- [Supplied text]:
But while the topic has long attracted a great deal of interest from researchers in the US, international evidence is limited and inconclusive. Mingyi Hung, Xi Li and Shiheng Wang endeavored to fill this void and investigate the effect of an unprecedented improvement in non-US firms’ financial-reporting quality on changes in PEAD, thereby providing fresh evidence on the existence and explanations of PEAD, and improving understanding of market efficiency worldwide. One explanation for the unclear portrait of PEAD in global studies is that it is a balanced outcome of various factors jointly determined by a country’s institutional environment, which can affect PEAD in opposite directions.

The researchers took advantage of the 2005 mandatory adoption of International Financial Reporting Standards (IFRS) worldwide. This information “shock” was one of the biggest events in the history of financial reporting, affecting thousands of companies worldwide, thus offering a unique and powerful opportunity for testing their predictions and shedding light on the underlying reasons for PEAD. It is known that an exogenous “shock” such as this has a direct effect on one major driver of PEAD: uncertainty. The event also allowed them to use a DID (difference-in-differences) approach by comparing changes in PEAD for firms in adoption countries with the changes in PEAD for firms in non-adoption countries. The sample consisted of 1,921 “treatment” firms from 18 countries that mandated IFRS, and 4,049 firms from 12 “benchmark” countries that did not adopt IFRS.

- [Written exercise 1]:
Identify every line in the rows below that contains the string "tire", and copy each of those lines. Matching is case-sensitive.

Dataset entries:
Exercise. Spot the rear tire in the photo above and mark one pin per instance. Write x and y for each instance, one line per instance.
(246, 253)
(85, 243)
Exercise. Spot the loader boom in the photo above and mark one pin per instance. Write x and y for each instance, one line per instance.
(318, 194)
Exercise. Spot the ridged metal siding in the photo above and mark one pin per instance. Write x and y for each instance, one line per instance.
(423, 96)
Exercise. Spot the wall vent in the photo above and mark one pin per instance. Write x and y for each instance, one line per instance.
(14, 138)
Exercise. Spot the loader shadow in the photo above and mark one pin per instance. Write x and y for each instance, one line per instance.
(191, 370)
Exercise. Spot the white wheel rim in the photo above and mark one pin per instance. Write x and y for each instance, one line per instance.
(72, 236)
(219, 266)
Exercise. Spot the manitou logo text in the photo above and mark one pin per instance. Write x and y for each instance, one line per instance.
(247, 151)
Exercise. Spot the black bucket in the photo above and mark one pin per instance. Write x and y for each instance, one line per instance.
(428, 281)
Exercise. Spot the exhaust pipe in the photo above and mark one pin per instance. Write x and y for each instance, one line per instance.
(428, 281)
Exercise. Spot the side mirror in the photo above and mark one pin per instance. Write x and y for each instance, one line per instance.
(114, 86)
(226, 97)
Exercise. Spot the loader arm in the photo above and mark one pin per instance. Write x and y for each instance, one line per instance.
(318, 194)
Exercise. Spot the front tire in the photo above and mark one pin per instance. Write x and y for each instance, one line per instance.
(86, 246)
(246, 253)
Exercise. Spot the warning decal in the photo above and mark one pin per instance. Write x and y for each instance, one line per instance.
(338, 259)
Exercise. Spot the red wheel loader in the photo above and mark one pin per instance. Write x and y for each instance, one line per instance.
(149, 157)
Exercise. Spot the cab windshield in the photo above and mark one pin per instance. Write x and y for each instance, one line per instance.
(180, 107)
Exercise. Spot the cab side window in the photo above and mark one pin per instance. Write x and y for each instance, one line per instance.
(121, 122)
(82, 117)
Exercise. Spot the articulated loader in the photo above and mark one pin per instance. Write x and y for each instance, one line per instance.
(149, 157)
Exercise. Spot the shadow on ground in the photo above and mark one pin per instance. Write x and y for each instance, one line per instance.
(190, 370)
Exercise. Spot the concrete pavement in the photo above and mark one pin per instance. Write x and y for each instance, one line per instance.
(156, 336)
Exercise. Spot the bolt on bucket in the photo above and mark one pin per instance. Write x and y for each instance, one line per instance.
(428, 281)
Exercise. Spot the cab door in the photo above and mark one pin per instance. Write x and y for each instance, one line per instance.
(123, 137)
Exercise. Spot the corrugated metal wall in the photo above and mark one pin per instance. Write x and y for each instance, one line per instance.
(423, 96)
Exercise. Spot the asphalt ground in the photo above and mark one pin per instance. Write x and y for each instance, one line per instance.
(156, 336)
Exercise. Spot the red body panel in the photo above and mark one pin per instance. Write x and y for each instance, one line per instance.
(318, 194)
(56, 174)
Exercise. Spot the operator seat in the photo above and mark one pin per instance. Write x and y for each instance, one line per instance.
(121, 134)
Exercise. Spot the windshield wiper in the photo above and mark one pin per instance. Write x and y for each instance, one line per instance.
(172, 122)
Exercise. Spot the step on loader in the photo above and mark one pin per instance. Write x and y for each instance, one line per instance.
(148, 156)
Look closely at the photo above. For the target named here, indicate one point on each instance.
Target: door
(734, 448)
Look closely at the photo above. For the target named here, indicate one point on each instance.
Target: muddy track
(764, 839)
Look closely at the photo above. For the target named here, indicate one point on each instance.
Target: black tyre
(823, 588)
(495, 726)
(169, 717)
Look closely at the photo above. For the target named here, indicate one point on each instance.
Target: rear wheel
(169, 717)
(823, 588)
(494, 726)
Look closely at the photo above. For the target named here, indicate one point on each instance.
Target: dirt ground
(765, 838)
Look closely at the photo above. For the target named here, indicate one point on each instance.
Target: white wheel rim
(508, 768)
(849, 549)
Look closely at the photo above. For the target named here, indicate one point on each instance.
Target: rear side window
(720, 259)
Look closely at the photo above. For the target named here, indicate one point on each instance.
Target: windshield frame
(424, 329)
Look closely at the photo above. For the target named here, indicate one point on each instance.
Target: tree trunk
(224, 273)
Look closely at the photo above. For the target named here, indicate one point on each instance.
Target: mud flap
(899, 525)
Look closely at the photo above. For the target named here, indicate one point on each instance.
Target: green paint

- [Written exercise 2]:
Continue the passage above on IFRS adoption and post-earnings-announcement drift, starting after its last sentence.

- [Result 1]:
Exercise. Spot the rear tire in the photo above and mark one pin per instance. Write x and y for each instance, one line per instance.
Exercise. Spot the front tire in the photo above and mark one pin per instance. Write x and y for each instance, one line per instance.

- [Result 2]:
They found that the treatment firms experienced a decrease in PEAD subsequent to the information shock. In addition, they observed that this effect was more pronounced among firms with less distraction, more sophisticated investors, lower transaction costs, and lower arbitrage risks. These results are consistent with the explanation of PEAD being driven by limited investor attention and limits to arbitrage. They further found that the decrease in PEAD was greater among firms with greater changes in financial reporting, an increase in analyst forecast accuracy and institutional ownership, or a reduction in limits of arbitrage. The paper provided supporting evidence to the mispricing explanation of PEAD, characterized as investors’ underreaction to earnings news, particularly as a result of limited attention, in an international setting.

The study was the first to provide the mispricing explanation in an international setting. Its other significant contributions include the findings on limited investor attention and limits to arbitrage as important driving forces, as well as showing that disclosure regulations can improve market efficiency.